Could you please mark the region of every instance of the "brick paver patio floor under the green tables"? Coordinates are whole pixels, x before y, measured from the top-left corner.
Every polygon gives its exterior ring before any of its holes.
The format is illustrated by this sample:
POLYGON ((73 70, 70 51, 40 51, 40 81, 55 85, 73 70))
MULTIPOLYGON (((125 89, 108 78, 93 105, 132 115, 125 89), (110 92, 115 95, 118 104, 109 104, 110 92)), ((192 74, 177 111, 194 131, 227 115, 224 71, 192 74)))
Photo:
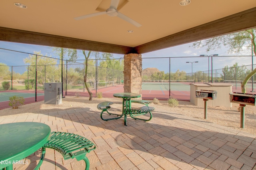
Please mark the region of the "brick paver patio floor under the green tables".
MULTIPOLYGON (((214 123, 156 109, 151 121, 128 116, 103 121, 97 104, 90 108, 61 109, 40 114, 0 117, 0 124, 22 121, 41 122, 52 131, 66 131, 88 138, 96 149, 86 156, 91 170, 251 170, 256 169, 256 135, 214 123)), ((120 104, 113 104, 120 111, 120 104)), ((168 109, 168 110, 167 110, 168 109)), ((15 170, 33 169, 40 150, 28 156, 28 164, 15 164, 15 170)), ((46 149, 40 170, 80 170, 83 160, 64 160, 46 149)))

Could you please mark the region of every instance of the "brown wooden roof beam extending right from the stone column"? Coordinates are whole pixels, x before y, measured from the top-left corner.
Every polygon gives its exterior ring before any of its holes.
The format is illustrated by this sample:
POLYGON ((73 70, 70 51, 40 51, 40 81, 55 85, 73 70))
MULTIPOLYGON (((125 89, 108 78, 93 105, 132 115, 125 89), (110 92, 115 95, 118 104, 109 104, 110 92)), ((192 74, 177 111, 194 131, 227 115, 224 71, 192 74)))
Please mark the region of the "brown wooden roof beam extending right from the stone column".
POLYGON ((256 8, 181 31, 134 47, 139 54, 256 27, 256 8))

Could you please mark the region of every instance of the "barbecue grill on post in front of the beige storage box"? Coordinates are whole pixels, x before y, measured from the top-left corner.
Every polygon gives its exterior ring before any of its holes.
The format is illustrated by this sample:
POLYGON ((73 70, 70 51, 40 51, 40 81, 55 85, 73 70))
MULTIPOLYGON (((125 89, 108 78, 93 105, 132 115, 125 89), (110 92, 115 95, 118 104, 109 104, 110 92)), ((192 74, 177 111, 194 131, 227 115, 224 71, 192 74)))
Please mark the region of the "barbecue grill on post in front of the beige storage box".
POLYGON ((204 100, 204 119, 207 119, 207 101, 217 98, 217 92, 213 90, 196 90, 196 98, 204 100))

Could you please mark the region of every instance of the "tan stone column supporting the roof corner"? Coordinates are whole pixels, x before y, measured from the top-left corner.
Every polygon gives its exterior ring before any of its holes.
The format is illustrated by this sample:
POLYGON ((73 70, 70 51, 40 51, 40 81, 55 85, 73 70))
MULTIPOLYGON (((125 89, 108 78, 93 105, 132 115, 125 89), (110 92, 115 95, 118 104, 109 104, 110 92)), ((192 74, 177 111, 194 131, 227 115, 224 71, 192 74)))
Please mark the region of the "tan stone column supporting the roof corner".
POLYGON ((124 55, 124 92, 142 91, 142 57, 140 54, 124 55))

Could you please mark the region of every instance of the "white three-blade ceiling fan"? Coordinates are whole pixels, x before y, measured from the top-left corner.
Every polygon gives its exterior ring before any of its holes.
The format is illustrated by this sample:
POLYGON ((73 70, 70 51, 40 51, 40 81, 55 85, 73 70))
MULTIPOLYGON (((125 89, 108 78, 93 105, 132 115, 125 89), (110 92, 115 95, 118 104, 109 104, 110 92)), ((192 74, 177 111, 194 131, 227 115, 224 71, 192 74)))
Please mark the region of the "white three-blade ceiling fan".
POLYGON ((132 20, 131 18, 129 18, 128 16, 125 16, 124 14, 118 12, 117 7, 118 7, 118 4, 119 4, 119 1, 120 0, 111 0, 110 7, 104 12, 96 12, 96 13, 93 13, 93 14, 87 14, 87 15, 84 15, 84 16, 76 17, 74 19, 75 20, 82 20, 84 18, 90 18, 90 17, 94 17, 94 16, 100 16, 100 15, 103 15, 103 14, 107 14, 108 16, 118 16, 119 18, 121 18, 121 19, 123 19, 127 22, 130 22, 131 24, 135 25, 136 27, 142 26, 140 23, 138 23, 138 22, 132 20))

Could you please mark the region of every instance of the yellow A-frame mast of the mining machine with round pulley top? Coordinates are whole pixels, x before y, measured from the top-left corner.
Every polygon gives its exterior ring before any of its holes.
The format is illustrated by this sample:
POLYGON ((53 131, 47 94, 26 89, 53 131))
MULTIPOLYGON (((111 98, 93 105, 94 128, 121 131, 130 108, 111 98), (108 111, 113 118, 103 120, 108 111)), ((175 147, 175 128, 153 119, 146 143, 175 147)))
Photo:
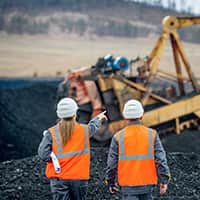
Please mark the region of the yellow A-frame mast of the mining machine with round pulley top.
POLYGON ((192 82, 193 88, 196 92, 200 91, 200 88, 198 86, 197 80, 194 77, 194 74, 191 71, 190 63, 187 59, 187 56, 185 54, 183 45, 179 39, 179 35, 177 32, 177 29, 183 28, 183 27, 189 27, 195 24, 200 24, 200 17, 175 17, 175 16, 167 16, 162 21, 163 24, 163 32, 158 39, 156 46, 152 50, 152 52, 149 55, 149 59, 147 60, 147 66, 149 71, 149 77, 147 81, 147 92, 144 94, 142 102, 143 105, 146 105, 149 96, 151 94, 151 82, 154 80, 160 64, 160 59, 163 54, 164 47, 166 46, 166 42, 168 38, 170 38, 172 50, 173 50, 173 56, 174 56, 174 62, 176 67, 176 73, 177 73, 177 80, 178 85, 180 89, 180 94, 184 95, 184 86, 183 86, 183 75, 181 70, 181 62, 180 59, 182 59, 183 64, 185 65, 186 72, 188 74, 189 80, 192 82))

═══

Assignment:
Only the lines from the one that contains "Please mark the region of the yellow" to the end of the entries above should be given again, exactly and in full.

The answer:
Please mark the region of the yellow A-frame mast of the mining machine with round pulley top.
POLYGON ((192 82, 193 88, 196 92, 200 91, 200 88, 198 86, 197 80, 194 77, 194 74, 191 71, 190 63, 187 59, 187 56, 185 54, 183 45, 179 39, 179 35, 177 32, 177 29, 183 28, 183 27, 189 27, 195 24, 200 24, 200 17, 175 17, 175 16, 167 16, 162 21, 163 24, 163 32, 158 39, 156 46, 152 50, 152 52, 149 55, 149 59, 147 60, 147 66, 149 71, 149 77, 147 81, 147 92, 144 94, 142 102, 143 105, 146 105, 149 96, 151 94, 151 82, 154 80, 160 64, 160 59, 163 54, 164 47, 166 46, 166 42, 168 38, 170 38, 172 50, 173 50, 173 56, 174 56, 174 62, 176 67, 176 73, 177 73, 177 80, 178 85, 180 89, 180 94, 184 95, 184 86, 183 86, 183 75, 181 70, 181 62, 180 59, 182 59, 183 64, 185 65, 186 72, 188 74, 189 80, 192 82))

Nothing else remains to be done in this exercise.